Kutipan:

***

Kembali pada cerita tentang aku yang seketika berteriak jauh di dalam hati, mengatakan aku tidak akan sanggup menjalani kehidupan pasca nikah seperti pasangan yang kulihat. Bukan seperti
itu pernikahan yang kuimpikan. Namun barangkali, Allah ingin menegurku saat
itu, mengingatkanku agar jangan memiliki ekspekstasi tinggi tentang kehidupan
setelah menikah. Semuanya memang sudah berusaha maksimal untuk menemukan yang
terbaik, tapi siapa yang bisa memastikan?
“Ya
Allah, nikahkanlah aku dengan lelaki yang shalih yang menyejukkan hatiku
(tenang dipandang) dan aku pun membahagiakan hatinya, wahai Dzat yang Mahaluhur
dan mulia.”
Setelah hampir
setengah jam, kami berdua beranjak meninggalkan kaki lima bangunan.
“Selamat siang.” Sebuah
sapaan membuatku menoleh seketika.
Oh
my God! Could you guess who?
Dia adalah pemuda
Negro yang fisiknya...nggak perlu deh aku jabarin panjang lebar. Pernah nonton
di televisi kan? Nah, nggak jauh beda kok.
Senyumnya ramah. Aku hanya
membalas ‘selamat siang’ lirih. Benar-benar tanpa senyuman, kemudian berlalu
begitu saja.
Kenapa di saat aku
membayangkan perihal jodoh, malah pemuda Negro yang datang? Pertanda apa?

***

Entri Data:
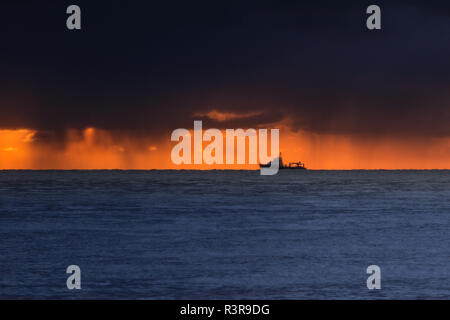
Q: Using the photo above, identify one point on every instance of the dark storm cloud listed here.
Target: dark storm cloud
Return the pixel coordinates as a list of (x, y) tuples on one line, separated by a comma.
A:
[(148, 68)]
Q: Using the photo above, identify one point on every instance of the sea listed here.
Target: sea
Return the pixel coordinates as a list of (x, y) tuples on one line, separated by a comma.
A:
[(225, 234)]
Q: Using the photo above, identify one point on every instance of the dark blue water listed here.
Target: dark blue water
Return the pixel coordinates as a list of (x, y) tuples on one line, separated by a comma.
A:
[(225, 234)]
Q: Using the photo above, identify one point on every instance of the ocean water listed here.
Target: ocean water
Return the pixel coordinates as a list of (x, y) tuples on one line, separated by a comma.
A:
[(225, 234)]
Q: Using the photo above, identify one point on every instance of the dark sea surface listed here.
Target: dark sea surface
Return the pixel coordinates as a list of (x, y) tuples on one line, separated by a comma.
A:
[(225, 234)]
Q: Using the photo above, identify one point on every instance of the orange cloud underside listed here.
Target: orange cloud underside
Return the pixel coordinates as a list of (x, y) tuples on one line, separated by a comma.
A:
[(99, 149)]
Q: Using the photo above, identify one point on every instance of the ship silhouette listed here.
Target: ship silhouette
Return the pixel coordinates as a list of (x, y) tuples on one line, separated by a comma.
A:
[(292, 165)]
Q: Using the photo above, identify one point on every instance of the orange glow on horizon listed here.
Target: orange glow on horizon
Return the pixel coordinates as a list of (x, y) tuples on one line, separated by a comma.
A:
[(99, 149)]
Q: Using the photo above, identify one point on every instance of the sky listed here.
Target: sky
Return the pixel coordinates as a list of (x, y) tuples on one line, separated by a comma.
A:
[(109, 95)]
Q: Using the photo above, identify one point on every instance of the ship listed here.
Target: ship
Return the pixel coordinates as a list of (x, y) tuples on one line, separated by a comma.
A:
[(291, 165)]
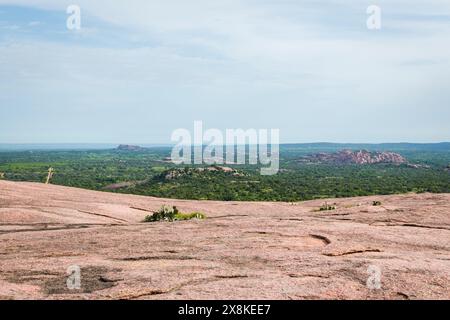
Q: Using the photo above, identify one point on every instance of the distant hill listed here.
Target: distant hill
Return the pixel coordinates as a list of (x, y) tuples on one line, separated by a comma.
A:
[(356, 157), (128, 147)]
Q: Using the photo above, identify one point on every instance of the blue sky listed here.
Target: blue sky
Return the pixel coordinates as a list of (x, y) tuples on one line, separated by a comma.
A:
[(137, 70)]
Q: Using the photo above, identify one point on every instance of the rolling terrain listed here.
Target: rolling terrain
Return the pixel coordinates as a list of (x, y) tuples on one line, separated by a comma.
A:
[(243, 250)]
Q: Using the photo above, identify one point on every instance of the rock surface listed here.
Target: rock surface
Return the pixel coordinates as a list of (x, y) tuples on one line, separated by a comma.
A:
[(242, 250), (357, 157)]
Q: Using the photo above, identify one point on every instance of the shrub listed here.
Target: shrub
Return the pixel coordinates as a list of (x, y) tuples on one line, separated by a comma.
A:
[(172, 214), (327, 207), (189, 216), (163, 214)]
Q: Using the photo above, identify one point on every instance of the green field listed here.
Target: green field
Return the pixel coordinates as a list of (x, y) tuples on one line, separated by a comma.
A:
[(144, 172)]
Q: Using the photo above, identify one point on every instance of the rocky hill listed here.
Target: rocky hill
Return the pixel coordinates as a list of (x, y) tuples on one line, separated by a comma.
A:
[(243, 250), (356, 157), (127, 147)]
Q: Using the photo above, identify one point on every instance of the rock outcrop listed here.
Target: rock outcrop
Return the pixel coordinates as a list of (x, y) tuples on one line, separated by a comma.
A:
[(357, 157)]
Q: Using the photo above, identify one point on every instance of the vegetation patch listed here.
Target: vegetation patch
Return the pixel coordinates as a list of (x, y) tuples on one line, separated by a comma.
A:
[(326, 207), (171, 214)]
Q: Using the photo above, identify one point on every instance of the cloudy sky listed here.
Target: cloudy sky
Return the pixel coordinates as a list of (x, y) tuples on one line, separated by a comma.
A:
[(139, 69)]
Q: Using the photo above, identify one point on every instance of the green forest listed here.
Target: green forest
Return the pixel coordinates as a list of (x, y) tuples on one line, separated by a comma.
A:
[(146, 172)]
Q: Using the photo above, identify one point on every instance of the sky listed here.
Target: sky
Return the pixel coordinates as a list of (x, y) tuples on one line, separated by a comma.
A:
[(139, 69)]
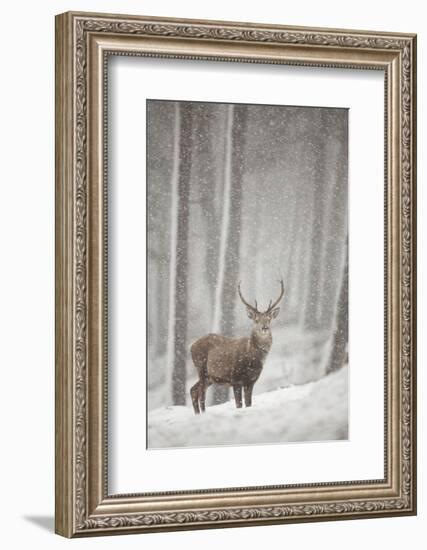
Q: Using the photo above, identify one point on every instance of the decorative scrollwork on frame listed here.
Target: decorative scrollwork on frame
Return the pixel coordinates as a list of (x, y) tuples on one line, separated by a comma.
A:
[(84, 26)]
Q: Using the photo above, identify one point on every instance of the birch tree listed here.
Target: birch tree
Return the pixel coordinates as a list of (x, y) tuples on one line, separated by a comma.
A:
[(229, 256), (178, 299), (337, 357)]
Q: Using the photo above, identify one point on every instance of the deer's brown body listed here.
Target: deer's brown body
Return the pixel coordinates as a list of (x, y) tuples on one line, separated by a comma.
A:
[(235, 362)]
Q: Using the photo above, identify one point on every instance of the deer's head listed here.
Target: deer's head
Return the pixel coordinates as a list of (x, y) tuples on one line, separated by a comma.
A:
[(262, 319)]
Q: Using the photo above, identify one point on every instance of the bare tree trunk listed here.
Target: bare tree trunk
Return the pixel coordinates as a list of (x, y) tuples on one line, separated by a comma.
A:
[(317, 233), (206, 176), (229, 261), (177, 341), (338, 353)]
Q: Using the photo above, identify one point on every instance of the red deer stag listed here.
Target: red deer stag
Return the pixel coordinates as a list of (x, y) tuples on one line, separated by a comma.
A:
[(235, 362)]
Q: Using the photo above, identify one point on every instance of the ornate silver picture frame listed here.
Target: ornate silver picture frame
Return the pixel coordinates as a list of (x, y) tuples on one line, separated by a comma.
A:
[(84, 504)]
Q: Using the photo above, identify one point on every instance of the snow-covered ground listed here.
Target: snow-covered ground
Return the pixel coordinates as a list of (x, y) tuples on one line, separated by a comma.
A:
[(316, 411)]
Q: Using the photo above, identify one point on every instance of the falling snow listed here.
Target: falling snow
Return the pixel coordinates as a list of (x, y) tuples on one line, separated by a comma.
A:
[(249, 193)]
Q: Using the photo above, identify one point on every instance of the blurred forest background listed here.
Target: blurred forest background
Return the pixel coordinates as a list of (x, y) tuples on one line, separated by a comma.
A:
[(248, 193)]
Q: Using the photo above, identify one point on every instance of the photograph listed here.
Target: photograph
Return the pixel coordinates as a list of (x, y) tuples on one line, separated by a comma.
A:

***

Soal Latihan:
Sebutkan berapa lama waktu berlalu menurut kutipan sebelum "kami berdua" beranjak meninggalkan kaki lima bangunan.

Pembahasan Soal:
Hampir setengah jam.